Fair and Three

Fair and Three

The season is well underway again, as we enter October let’s take a look back to the summer transfer window, and forward to how English football can better equip itself for the future. Much has been made of the transfer spend this summer. A whooping £200M more was spent by Premier League clubs compared to the same window twelve months earlier. Approximately £400M of that net spend went abroad, only £60M to Football League clubs. The increase in expenditure isn’t surprising – everyone is trying to keep up with the Joneses – it is a slap in the face for FFP though.

The Premier League does enjoy increased television revenue so many clubs will feel comfortable spreading the cash further. Also, clubs like Southampton reinvested the income of their sales to Liverpool straight back into the team. However, the overall trend is clubs stretching the limits of FFP in order to compete. I take no pleasure in any club suffering at the hands of Financial ‘Fair’ Play but it is slightly amusing that the very vocal Liverpool, a club that made great efforts in highlighting Manchester City’s non-compliance, are already under UEFA’s microscope. Rumour has them facing a £16M fine.

* * * * *

• [OBJECTIVES]:
**a.** In the transfer window article, how much more did Premier League clubs spend this summer than in the same window twelve months earlier?
**b.** Retype the transfer window article between "The Premier League" and "a £16M fine.", inclusive.

Records from a data source
* * * * *

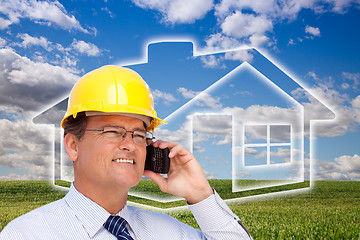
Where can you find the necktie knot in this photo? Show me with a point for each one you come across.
(116, 225)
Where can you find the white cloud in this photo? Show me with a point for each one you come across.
(178, 11)
(4, 23)
(354, 77)
(204, 99)
(345, 114)
(42, 12)
(219, 41)
(355, 103)
(82, 47)
(166, 98)
(29, 41)
(2, 42)
(26, 85)
(314, 31)
(245, 25)
(212, 61)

* * * * *

• [ANSWERS BELOW]:
**a.** £200M more.

**b.**
The Premier League does enjoy increased television revenue so many clubs will feel comfortable spreading the cash further. Also, clubs like Southampton reinvested the income of their sales to Liverpool straight back into the team. However, the overall trend is clubs stretching the limits of FFP in order to compete. I take no pleasure in any club suffering at the hands of Financial ‘Fair’ Play but it is slightly amusing that the very vocal Liverpool, a club that made great efforts in highlighting Manchester City’s non-compliance, are already under UEFA’s microscope. Rumour has them facing a £16M fine.